Canon Announces the 85mm f/1.4L IS, Three Other Lenses, a Flash, and a Camera

Hang onto your seats, folks. Canon just announced the widely anticipated 85mm f/1.4L IS, the first non-third-party 85mm lens with image stabilization, three new tilt-shift lenses, a new flash, and a new mirrorless camera.

Canon 85mm f/1.4L IS USM

The real star of the show here is the 85mm f/1.4L IS USM. As the 85mm lens category continues to heat up, Canon is stepping up to the table with an image stabilized, wide aperture version of their own. Check out its specs:

  • One glass molded aspherical element to reduce distortions and spherical aberrations and improve sharpness and clarity
  • Air Sphere Coating to reduce flaring and ghosting
  • Ring-Type Ultrasonic Motor AF System
  • Image stabilization rated to four stops
  • Dust and water resistant
  • Nine-blade rounded diaphragm
  • Full-time manual focus override
  • Minimum focus distance: 2.79 ft. (85 cm)
  • Front filter: 77 mm
  • Weight: 2.09 lbs. (950 g)

Canon TS-E 50mm f/2.8L Macro Tilt-Shift Lens

You read that correctly: a macro tilt-shift lens. I'm already thinking about creative possibilities for this lens. Here are its specs:

  • Maximum tilt: +/- 8.5°
  • Maximum shift: +/- 12mm
  • Two ultra-low dispersion elements to reduce color fringing and chromatic aberration
  • Coating to reduce ghosting, flare, and internal reflections
  • Tilt lock mechanism and extra large knobs
  • Minimum focusing distance: 10.6 in.
  • Reproduction ratio: 1:2
  • Front filter: 77 mm
  • Weight: 2.08 lbs. (944 g)

Canon TS-E 90mm f/2.8L Macro Tilt-Shift Lens

Here's the middle sibling of the three new TS-E lenses:

  • Maximum tilt: +/-10°
  • Maximum shift: +/- 12mm
  • One ultra-low dispersion element to reduce color fringing and chromatic aberration
  • Coating to reduce ghosting, flare, and internal reflections
  • Tilt lock mechanism and extra large knobs
  • Minimum focusing distance: 1.3 ft.
  • Reproduction ratio: 1:2
  • Front filter: 77 mm
  • Weight: 2.01 lbs. (916 g)

**DATA PROVIDED:**
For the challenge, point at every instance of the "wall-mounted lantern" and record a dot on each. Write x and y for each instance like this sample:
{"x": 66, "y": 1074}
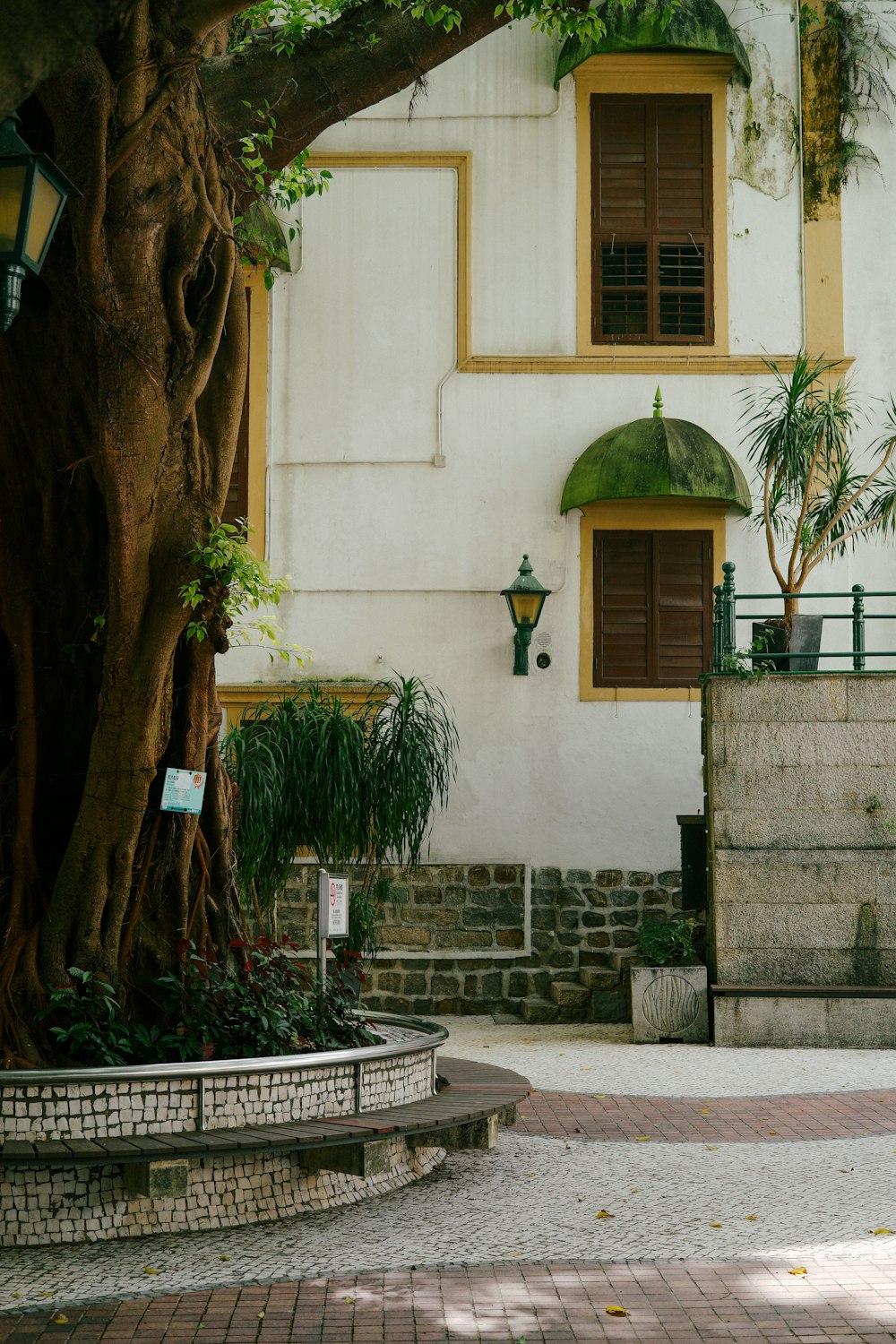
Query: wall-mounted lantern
{"x": 32, "y": 195}
{"x": 525, "y": 599}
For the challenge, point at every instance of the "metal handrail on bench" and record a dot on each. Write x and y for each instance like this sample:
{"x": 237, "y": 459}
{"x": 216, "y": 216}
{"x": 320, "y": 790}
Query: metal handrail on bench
{"x": 432, "y": 1037}
{"x": 218, "y": 1067}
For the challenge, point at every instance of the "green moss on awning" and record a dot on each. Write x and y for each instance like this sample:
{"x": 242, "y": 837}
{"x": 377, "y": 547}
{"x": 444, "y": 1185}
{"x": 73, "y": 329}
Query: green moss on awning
{"x": 656, "y": 459}
{"x": 694, "y": 26}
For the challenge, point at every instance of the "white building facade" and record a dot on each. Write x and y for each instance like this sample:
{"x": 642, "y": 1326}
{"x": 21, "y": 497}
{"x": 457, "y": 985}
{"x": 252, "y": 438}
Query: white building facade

**YOUR TASKS:**
**1)** Which lines in the entries contain the word "bench"? Report each of those lines in full, treating uppercase and lowercase as different.
**2)** Can you extend the article on Canon's new lenses, picking up after its last line?

**ANSWERS IN ORDER:**
**1)**
For the challenge, point at every instance of the "metal handrail on bench" and record a dot on each. Write x and y for each instance like this sample:
Query: metal handrail on bench

**2)**
Canon TS-E 135mm f/4L Macro Tilt-Shift Lens

Here's the longest of the bunch:

  • Maximum tilt: +/-10°
  • Maximum shift: +/- 12mm
  • Two ultra-low dispersion elements to reduce color fringing and chromatic aberration
  • Coating to reduce ghosting, flare, and internal reflections
  • Tilt lock mechanism and extra large knobs
  • Minimum focusing distance: 1.6 ft.
  • Reproduction ratio: Not provided, but appears to be at or near 1:1
  • Front filter: 82 mm
  • Weight: 2.43 lbs. (1.1 kg)

Canon MT-26EX-RT Macro Twin Lite

Compatible with all new and old (a few with an adapter) macro lenses, this updated twin macro flash looks quite serious:

  • 2.4 GHz wireless 
  • Detachable heads
  • Heads rotate up to 60°
  • Compatible with Canon E-TTL / E-TTL II
  • Guide Number: 85.3 ft. at ISO 100
  • Manual control to 1/512 (independently)
  • Recycle time: 5 seconds at full power
  • Includes removable diffusers
  • Weight: 1.25 lbs. (570 g)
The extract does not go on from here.